Required work: Count the lines in the listing below that contain the string "windshield" and give only that number.

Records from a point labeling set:
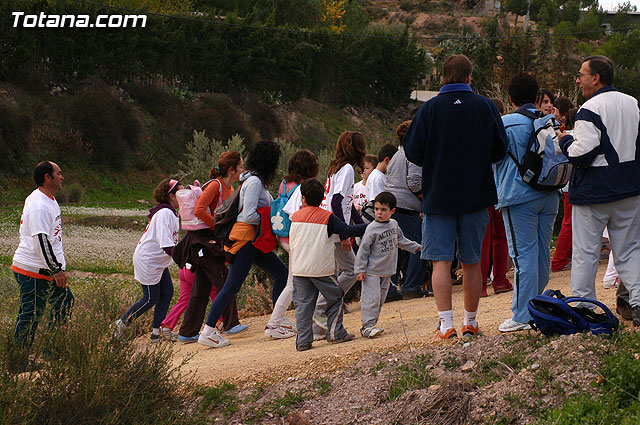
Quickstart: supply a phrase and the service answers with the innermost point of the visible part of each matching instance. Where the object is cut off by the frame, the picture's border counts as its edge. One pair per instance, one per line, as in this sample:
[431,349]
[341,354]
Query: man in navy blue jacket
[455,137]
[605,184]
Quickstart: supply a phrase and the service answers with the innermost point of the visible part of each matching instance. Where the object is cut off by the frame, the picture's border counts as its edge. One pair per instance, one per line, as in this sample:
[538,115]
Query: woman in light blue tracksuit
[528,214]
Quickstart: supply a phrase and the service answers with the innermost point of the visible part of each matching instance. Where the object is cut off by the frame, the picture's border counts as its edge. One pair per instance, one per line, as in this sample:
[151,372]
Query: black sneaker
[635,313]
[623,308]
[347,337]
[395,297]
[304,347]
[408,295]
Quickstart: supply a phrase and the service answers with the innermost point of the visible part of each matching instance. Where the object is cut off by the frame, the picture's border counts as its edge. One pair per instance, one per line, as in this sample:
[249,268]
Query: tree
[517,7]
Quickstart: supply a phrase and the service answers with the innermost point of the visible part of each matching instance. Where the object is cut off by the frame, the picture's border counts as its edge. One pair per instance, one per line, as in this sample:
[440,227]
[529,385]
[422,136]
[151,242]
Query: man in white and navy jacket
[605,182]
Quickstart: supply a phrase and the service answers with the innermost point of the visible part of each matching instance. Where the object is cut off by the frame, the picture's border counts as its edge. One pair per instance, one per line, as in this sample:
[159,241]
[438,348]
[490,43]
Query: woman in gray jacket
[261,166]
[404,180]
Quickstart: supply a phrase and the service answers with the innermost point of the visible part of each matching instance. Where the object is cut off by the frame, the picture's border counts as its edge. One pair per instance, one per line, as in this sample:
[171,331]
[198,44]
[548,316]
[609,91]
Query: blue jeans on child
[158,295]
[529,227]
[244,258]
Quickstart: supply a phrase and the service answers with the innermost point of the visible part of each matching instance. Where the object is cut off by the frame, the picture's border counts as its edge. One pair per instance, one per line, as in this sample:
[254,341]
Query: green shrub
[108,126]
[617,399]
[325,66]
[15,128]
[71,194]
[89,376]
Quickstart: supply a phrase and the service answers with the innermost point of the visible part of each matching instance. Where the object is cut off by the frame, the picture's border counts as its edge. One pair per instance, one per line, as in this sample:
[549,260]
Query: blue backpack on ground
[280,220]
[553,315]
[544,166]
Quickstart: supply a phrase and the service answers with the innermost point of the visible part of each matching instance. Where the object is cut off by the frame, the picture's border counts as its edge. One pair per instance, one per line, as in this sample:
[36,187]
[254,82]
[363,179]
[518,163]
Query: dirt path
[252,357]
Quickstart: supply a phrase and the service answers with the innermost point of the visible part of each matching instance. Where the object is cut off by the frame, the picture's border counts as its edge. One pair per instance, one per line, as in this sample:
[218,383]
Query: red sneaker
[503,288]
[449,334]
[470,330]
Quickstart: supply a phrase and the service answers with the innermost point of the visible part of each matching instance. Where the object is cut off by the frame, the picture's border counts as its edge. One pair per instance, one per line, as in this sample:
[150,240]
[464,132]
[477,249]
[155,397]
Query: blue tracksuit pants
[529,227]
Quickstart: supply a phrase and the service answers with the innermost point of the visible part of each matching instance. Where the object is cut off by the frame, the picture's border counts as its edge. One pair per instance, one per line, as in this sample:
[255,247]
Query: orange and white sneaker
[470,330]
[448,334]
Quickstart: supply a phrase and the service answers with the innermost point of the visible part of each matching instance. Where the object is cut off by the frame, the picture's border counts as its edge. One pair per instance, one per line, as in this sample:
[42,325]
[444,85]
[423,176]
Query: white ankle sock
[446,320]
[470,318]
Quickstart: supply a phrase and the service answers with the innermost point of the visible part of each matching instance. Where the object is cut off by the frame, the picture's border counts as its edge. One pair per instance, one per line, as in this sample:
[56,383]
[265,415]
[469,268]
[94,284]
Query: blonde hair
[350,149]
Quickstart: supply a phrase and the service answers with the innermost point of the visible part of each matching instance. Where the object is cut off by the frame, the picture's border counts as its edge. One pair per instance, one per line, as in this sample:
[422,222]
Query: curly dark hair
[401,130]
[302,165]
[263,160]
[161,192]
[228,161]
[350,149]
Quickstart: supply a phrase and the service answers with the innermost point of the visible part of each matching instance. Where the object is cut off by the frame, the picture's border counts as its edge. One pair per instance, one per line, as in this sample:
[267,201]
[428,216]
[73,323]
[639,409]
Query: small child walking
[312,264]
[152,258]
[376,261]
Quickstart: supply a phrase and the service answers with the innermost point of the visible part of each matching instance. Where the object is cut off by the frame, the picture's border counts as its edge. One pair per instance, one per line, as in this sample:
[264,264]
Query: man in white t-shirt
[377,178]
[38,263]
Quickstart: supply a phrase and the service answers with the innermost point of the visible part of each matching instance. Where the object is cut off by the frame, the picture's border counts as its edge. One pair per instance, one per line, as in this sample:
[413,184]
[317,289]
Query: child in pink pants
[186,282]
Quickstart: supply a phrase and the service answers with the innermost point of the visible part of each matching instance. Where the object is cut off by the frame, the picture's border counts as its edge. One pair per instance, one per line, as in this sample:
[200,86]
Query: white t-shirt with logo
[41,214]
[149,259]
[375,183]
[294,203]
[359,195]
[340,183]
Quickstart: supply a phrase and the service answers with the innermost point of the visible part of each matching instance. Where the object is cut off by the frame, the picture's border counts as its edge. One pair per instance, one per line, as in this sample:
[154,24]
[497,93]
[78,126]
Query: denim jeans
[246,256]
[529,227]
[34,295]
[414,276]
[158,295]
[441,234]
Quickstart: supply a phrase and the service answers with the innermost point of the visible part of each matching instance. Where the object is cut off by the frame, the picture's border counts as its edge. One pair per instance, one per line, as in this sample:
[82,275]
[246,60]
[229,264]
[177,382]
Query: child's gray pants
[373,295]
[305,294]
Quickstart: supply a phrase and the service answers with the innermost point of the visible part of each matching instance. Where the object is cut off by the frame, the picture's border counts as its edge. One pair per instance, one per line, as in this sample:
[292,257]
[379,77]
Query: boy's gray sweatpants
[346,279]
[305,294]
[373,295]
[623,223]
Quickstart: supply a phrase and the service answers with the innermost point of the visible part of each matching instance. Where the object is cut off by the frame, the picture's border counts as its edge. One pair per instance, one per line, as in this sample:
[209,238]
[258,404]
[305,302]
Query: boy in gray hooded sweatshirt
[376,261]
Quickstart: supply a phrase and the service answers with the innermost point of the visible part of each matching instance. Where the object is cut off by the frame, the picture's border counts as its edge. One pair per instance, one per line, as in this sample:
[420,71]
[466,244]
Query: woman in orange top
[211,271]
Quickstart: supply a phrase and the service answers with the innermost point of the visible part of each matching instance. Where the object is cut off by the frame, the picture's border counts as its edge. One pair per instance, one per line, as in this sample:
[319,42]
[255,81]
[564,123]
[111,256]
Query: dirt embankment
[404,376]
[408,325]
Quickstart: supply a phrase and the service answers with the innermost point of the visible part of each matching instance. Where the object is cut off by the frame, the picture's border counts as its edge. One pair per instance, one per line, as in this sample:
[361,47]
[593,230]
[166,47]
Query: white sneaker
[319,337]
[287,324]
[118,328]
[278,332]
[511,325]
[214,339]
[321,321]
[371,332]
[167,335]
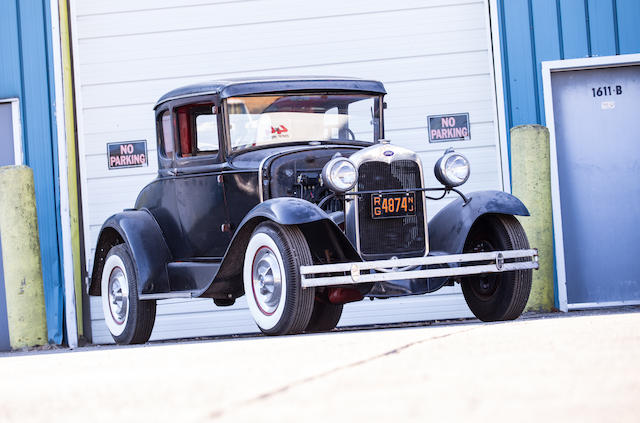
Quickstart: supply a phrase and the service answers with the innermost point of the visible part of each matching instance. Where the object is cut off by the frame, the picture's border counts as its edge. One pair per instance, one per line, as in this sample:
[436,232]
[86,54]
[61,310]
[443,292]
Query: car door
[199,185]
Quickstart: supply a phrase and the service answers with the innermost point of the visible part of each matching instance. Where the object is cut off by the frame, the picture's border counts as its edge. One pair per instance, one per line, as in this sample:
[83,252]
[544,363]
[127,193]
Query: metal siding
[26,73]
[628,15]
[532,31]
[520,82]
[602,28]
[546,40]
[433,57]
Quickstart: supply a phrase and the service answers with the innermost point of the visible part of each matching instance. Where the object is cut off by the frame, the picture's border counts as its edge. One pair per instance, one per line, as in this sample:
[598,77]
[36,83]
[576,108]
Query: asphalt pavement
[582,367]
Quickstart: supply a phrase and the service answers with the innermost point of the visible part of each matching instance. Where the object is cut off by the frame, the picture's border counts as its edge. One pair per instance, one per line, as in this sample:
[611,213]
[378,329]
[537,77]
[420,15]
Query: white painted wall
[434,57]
* * *
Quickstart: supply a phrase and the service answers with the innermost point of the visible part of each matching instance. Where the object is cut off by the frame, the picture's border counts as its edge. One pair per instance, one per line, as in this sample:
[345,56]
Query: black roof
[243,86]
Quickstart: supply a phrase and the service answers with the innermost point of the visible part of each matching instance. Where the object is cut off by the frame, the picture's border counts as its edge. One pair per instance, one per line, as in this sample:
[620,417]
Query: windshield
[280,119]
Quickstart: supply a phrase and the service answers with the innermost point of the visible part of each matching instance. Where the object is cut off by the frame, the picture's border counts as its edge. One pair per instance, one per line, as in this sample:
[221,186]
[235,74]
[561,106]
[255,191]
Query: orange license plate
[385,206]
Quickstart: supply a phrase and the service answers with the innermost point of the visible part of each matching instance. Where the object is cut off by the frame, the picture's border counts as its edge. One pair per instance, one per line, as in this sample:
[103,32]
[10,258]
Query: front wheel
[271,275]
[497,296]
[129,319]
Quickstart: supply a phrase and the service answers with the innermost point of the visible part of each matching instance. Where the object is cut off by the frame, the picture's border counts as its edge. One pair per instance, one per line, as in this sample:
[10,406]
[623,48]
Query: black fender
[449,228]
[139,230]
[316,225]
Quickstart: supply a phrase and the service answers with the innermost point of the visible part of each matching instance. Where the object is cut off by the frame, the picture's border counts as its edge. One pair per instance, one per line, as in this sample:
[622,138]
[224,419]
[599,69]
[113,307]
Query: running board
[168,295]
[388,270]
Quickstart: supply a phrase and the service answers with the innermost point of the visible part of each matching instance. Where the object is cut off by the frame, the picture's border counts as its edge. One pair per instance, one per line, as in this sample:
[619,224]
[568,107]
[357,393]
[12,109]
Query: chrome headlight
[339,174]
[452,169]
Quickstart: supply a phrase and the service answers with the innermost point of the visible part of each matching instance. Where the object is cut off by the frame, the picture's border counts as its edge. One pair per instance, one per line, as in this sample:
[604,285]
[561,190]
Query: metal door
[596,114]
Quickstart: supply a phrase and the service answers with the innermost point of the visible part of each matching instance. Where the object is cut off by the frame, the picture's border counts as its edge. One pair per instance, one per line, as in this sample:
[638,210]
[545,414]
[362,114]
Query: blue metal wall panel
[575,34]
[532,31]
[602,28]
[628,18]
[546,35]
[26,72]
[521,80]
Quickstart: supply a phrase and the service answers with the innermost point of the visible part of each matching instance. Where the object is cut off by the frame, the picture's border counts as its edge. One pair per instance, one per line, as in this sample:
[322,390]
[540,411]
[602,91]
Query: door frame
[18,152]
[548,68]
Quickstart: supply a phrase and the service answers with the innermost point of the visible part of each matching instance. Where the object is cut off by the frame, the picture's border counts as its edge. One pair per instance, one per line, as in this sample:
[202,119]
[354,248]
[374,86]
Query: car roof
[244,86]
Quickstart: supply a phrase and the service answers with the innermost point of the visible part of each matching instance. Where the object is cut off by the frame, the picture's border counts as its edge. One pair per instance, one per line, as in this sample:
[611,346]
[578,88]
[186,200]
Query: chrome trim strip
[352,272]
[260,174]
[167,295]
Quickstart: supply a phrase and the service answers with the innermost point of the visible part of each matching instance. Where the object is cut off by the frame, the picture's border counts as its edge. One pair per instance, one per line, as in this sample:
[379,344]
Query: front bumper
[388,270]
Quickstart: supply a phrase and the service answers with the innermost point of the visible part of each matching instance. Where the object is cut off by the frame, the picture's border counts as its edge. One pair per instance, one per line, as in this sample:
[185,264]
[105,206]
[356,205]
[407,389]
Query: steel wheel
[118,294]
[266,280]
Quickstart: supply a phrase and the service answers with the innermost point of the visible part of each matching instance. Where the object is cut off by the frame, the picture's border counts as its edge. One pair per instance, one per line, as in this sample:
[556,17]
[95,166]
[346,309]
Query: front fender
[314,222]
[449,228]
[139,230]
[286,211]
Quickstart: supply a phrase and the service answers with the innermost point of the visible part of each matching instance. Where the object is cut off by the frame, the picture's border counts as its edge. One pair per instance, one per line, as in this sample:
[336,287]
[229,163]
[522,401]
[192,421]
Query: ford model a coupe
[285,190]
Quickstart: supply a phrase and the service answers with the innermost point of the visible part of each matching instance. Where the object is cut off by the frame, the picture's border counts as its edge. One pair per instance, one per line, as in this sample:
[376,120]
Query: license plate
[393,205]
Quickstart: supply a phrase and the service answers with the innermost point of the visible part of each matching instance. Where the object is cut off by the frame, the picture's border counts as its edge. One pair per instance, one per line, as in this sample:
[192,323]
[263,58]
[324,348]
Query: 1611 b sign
...
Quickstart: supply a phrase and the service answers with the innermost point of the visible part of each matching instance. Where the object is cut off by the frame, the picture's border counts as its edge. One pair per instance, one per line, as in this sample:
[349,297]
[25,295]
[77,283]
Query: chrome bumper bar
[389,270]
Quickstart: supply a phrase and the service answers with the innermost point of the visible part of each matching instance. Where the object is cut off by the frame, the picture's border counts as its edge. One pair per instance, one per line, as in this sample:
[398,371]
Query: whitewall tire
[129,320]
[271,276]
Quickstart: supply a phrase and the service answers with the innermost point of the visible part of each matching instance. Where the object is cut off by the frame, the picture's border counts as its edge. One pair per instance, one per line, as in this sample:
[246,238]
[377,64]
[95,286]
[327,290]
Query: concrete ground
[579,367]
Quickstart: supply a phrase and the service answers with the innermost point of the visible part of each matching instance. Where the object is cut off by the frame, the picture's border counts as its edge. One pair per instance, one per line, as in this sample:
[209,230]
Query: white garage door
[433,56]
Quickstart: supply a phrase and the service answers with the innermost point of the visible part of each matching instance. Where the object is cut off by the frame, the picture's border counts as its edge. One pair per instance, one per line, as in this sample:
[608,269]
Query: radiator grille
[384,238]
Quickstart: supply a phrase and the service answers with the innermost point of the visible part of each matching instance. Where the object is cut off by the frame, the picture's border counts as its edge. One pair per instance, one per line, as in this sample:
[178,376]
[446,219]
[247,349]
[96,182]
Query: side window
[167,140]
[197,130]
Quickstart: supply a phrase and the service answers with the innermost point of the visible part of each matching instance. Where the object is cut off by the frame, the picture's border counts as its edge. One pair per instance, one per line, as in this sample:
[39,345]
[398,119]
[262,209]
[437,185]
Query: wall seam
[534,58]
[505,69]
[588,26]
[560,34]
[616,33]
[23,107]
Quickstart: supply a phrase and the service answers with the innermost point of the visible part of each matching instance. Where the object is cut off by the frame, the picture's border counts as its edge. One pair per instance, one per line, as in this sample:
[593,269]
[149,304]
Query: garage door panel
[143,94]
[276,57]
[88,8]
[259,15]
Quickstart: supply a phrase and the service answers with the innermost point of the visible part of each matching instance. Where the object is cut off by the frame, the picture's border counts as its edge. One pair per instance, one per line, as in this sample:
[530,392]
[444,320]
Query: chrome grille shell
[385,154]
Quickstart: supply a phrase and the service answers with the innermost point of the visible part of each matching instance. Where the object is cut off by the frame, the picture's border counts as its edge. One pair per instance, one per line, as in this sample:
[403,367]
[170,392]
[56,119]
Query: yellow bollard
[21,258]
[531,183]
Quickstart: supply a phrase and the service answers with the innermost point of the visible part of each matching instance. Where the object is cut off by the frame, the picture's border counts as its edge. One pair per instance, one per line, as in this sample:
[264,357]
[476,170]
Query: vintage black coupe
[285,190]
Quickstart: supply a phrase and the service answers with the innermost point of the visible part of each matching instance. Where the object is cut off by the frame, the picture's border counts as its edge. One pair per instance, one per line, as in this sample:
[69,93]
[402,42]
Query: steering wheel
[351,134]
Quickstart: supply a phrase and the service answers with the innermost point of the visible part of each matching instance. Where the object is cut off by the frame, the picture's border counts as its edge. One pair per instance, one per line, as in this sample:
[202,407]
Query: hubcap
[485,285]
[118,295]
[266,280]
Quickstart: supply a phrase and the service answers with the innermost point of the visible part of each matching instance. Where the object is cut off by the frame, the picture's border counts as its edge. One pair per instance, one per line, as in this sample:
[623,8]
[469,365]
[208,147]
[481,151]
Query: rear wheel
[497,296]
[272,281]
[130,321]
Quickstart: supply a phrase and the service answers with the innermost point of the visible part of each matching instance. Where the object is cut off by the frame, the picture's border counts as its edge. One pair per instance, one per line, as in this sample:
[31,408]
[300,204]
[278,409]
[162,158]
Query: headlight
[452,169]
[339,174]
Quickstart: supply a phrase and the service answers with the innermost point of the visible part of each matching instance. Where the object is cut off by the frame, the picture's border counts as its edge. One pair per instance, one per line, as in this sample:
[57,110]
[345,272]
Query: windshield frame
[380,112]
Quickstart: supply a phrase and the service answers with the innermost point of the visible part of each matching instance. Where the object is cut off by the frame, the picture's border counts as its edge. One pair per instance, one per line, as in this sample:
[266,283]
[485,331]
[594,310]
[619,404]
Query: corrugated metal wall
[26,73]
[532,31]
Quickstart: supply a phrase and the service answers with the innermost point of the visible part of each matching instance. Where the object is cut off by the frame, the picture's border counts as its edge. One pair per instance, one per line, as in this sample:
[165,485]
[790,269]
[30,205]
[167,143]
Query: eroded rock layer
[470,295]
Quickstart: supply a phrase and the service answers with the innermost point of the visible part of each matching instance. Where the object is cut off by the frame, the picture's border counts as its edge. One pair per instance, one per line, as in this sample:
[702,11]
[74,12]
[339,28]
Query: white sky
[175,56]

The result: 2